**INSTRUCTIONS FOR THE TASK**
The entries below should be output exactly as written.

**RECORDS PROVIDED**

● ● ● ●

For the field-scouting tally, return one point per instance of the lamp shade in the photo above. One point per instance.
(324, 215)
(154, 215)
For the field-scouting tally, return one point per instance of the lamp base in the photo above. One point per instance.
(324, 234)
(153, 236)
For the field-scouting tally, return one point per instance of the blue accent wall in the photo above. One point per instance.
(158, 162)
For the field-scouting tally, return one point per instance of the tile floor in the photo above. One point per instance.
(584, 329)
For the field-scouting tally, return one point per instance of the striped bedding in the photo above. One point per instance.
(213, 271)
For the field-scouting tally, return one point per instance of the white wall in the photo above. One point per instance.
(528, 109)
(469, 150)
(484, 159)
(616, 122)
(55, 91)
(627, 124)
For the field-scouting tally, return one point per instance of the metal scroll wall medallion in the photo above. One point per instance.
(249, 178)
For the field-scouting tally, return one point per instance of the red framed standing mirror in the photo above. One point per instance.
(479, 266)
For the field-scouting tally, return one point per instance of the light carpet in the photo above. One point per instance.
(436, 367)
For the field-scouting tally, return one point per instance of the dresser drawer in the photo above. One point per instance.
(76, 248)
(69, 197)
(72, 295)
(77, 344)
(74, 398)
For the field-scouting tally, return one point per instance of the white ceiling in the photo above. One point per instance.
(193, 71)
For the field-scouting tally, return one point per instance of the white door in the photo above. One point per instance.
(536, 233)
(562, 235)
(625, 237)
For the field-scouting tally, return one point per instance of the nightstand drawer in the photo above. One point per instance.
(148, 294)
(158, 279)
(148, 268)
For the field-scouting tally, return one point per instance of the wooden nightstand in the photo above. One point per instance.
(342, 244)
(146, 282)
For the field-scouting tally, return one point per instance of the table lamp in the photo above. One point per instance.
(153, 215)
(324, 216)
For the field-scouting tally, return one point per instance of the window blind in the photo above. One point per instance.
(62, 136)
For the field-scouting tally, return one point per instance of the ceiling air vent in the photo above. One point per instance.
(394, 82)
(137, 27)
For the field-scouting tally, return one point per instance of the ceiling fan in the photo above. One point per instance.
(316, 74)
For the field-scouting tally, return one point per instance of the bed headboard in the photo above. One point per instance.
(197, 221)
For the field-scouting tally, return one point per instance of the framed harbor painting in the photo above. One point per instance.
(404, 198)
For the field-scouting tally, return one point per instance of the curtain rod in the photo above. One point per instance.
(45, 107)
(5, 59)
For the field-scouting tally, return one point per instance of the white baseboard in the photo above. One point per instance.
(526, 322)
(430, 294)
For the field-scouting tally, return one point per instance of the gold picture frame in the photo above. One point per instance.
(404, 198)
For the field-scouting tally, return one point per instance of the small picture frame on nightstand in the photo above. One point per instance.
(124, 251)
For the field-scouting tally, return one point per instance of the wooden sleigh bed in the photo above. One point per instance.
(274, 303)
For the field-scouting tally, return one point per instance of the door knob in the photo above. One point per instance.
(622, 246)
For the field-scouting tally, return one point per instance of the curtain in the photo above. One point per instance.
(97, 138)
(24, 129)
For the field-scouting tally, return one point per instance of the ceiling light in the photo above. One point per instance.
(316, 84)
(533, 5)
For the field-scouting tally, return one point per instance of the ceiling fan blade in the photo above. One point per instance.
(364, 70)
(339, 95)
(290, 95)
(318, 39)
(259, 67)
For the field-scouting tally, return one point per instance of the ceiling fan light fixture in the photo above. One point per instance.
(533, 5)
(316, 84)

● ● ● ●

**EXERCISE RESULT**
For the field-scouting tally, return one point per instance of the lamp shade in the photo above. One point per instance.
(324, 215)
(154, 215)
For the field-scouting tally, return one point per instance of the lamp base in the photo above. One point per instance.
(324, 234)
(153, 236)
For the field-scouting tally, return one point per instance of the blue accent wall in the photo above. One point per instance.
(158, 162)
For the field-scouting tally, return one point per instance of the tile floor in the photo above. One point per instance.
(584, 329)
For the field-scouting tally, return one point per instance of the striped bedding in the photo above. One point per instance.
(213, 271)
For the field-scouting tally, return one point per instance of the white wall in the photo above. One point per instance.
(528, 109)
(469, 150)
(484, 159)
(616, 122)
(55, 91)
(627, 124)
For the field-scouting tally, return one point per instance of the metal scroll wall medallion in the photo above. One point per instance.
(249, 178)
For the field-scouting tally, return one point per instance of the red framed standing mirror in the photo above. One point per instance.
(479, 266)
For the field-scouting tally, return one point per instance of the light carpet in the photo above. One point per instance.
(436, 367)
For the field-scouting tally, return one point per instance of the dresser drawer in the photo above. One point per instance.
(76, 248)
(69, 197)
(72, 295)
(77, 344)
(74, 398)
For the field-scouting tally, return one point per instance of the white ceiling in the photo above. One point per instance.
(193, 71)
For the field-scouting tally, return one point per instance of the white door in the photo above. One point per instance.
(536, 233)
(562, 235)
(625, 237)
For the field-scouting tally, return one point per instance of the nightstand drawer in the photo above. One point per instance.
(148, 294)
(158, 279)
(148, 268)
For the field-scouting tally, return one point per instance of the wooden nightstand in the photo above. One point per instance.
(342, 244)
(146, 282)
For the field-scouting tally, return one point per instance of the table lamp in the photo above. One point per instance.
(153, 215)
(324, 216)
For the field-scouting tally, return one point per instance of the window blind in the photo above. One point per instance.
(62, 136)
For the field-scouting tally, return one point per instance of the ceiling air vent in the photo above. One point per instance.
(394, 82)
(137, 27)
For the field-scouting tally, return one point per instance of the ceiling fan in the photo above. One point per instance.
(316, 74)
For the field-scouting tally, return one point per instance of the bed headboard in the photo above. One point per instance.
(197, 221)
For the field-scouting tally, return one point per instance of the framed harbor painting in the photo above. One point per instance.
(404, 198)
For the field-scouting tally, return one point per instance of the curtain rod in the photo above. One point per instance.
(45, 107)
(5, 59)
For the field-scouting tally, return one point per instance of the white baseboard in the photo above. One point per instance.
(526, 322)
(430, 294)
For the field-scouting tally, return one point per instance of the gold picture frame in the photo above. One point per instance.
(404, 198)
For the field-scouting tally, return one point per instance of the small picture frame on nightstand in the photo above. One point per instance.
(124, 251)
For the field-scouting tally, return one point per instance of the wooden sleigh bed in the photo above. One point per instance.
(274, 303)
For the field-scouting tally, return one point per instance of the door knob in the photo above. One point per instance.
(622, 246)
For the field-scouting tally, return one point per instance of the curtain in the photo above. One point per instance.
(97, 138)
(24, 129)
For the field-scouting tally, return one point per instance of the ceiling light in the photo above. One point per instance.
(316, 84)
(533, 5)
For the field-scouting tally, return one point per instance of the ceiling fan blade in the photo above. One point per instance.
(364, 70)
(339, 95)
(290, 95)
(318, 39)
(259, 67)
For the field-scouting tally, return one point per instance of the ceiling fan light fixture in the photo above. One point per instance.
(533, 5)
(316, 84)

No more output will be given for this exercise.